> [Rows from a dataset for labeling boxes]
+++++

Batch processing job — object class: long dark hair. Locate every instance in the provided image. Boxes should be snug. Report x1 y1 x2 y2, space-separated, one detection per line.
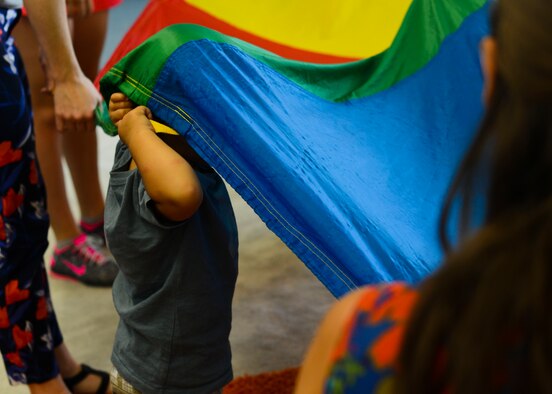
397 0 552 394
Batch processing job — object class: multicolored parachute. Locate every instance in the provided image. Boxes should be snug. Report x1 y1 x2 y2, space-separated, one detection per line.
101 0 488 296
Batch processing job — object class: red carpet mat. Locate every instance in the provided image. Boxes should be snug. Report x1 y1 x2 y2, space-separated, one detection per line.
223 368 299 394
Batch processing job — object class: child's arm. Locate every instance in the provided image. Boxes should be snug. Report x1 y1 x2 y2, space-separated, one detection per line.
110 97 203 221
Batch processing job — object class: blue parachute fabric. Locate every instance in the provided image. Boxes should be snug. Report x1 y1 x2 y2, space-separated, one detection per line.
140 7 488 296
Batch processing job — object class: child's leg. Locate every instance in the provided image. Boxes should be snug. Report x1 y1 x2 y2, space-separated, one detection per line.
14 18 80 241
63 11 108 226
15 18 117 286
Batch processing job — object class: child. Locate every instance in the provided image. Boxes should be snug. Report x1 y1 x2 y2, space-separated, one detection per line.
105 93 238 394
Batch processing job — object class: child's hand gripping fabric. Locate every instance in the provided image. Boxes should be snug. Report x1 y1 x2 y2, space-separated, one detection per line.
109 93 203 221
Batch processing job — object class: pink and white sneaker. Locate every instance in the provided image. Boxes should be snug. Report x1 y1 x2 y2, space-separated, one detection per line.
50 234 119 286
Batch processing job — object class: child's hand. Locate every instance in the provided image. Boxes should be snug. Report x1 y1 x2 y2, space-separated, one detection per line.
117 106 155 146
109 93 136 126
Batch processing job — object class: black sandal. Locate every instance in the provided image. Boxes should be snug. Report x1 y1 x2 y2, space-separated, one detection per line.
63 364 109 394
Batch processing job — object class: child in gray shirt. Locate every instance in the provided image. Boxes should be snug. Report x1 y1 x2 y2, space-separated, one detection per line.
105 93 238 394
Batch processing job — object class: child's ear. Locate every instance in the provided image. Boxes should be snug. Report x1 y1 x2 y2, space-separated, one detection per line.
480 37 498 105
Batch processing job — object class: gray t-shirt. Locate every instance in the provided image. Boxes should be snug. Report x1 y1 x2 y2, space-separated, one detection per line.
105 142 238 394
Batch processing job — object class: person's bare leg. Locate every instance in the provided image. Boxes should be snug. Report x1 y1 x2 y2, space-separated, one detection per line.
14 18 80 241
29 375 71 394
63 11 108 219
54 343 111 394
29 343 111 394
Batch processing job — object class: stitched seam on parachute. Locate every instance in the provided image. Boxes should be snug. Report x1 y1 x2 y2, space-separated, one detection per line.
108 67 356 289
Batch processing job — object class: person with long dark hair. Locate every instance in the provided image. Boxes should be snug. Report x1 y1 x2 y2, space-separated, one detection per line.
296 0 552 394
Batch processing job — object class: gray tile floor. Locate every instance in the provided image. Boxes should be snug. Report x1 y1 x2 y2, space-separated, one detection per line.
0 0 333 394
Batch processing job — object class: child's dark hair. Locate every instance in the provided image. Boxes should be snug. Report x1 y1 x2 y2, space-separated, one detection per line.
397 0 552 394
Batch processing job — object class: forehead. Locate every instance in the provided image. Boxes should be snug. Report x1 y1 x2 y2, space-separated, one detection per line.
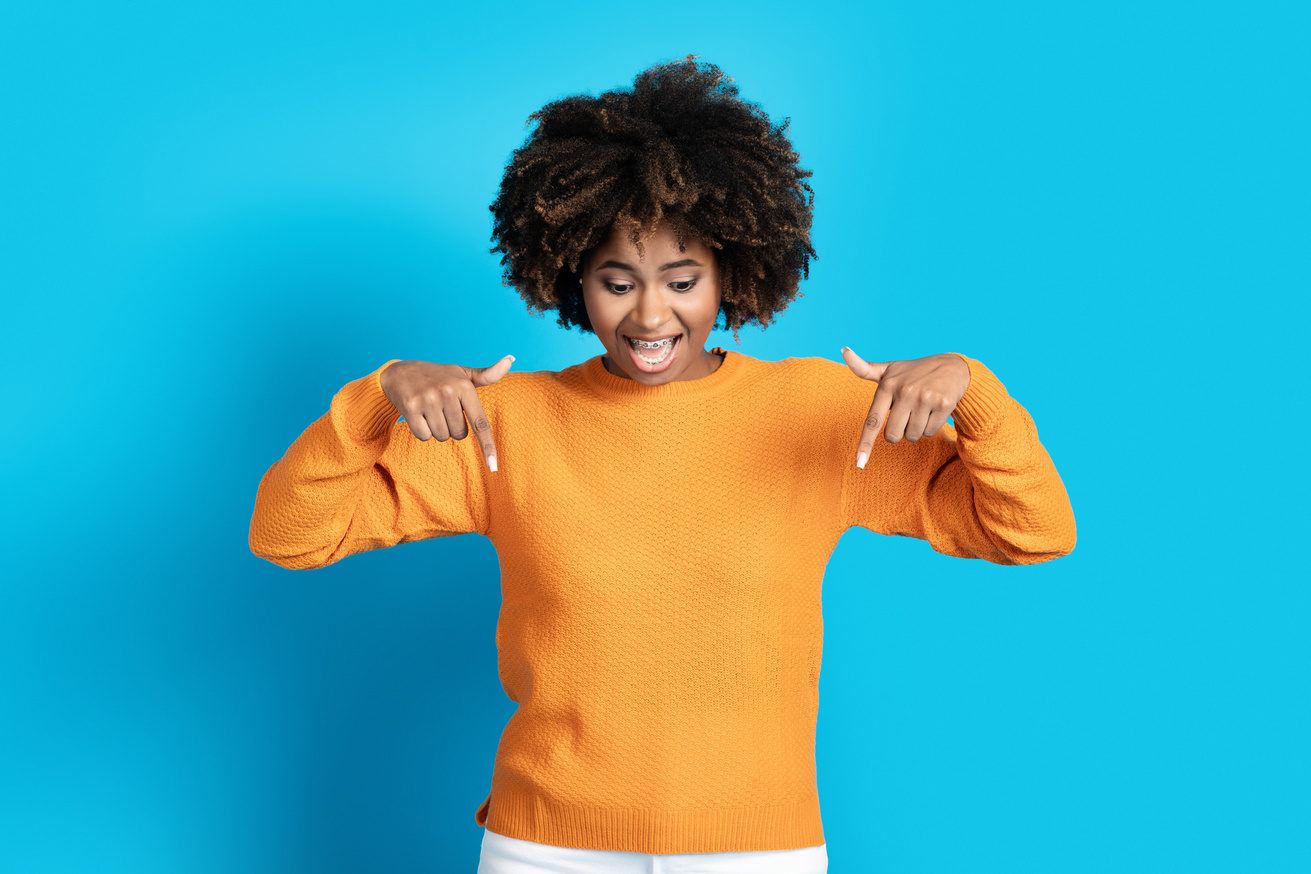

+++++

> [What you have to do]
Starting at the line that contains "Batch processing job — object class: stitched" and ending at the end of the material, rewrite those lines with "snug" changed to "tight" and everything else left as is. Omit the pictures from your answer.

> [Correct result]
Batch processing job — object class: stitched seam on parachute. Locate every instance in the provided image. Boxes should be tight. Report x1 y1 x2 y2, space-separated, one detection per line.
108 67 356 289
Batch processing job — object class: person with long dark hair. Locate every instance in the provided image. Boxes should be tight. Report x1 y1 x2 y2, space-separated, one detection per line.
296 0 552 394
Batch processing job — object class: gray tile floor. Locate every instance in the provided image. Boxes should be tight. Report x1 y1 x2 y2, space-separated, one detection per line.
0 0 333 394
Batch processing job — object class: child's dark hair. Locate every instance in the provided image. Boxes should be tight. Report x1 y1 x2 y2, space-separated, one detection per line.
397 0 552 394
Batch processing job — object class: forehead. Locate every instance in the provided image. Boxes should be tight. Report x1 y1 x2 y2, space-separated, one detection per line.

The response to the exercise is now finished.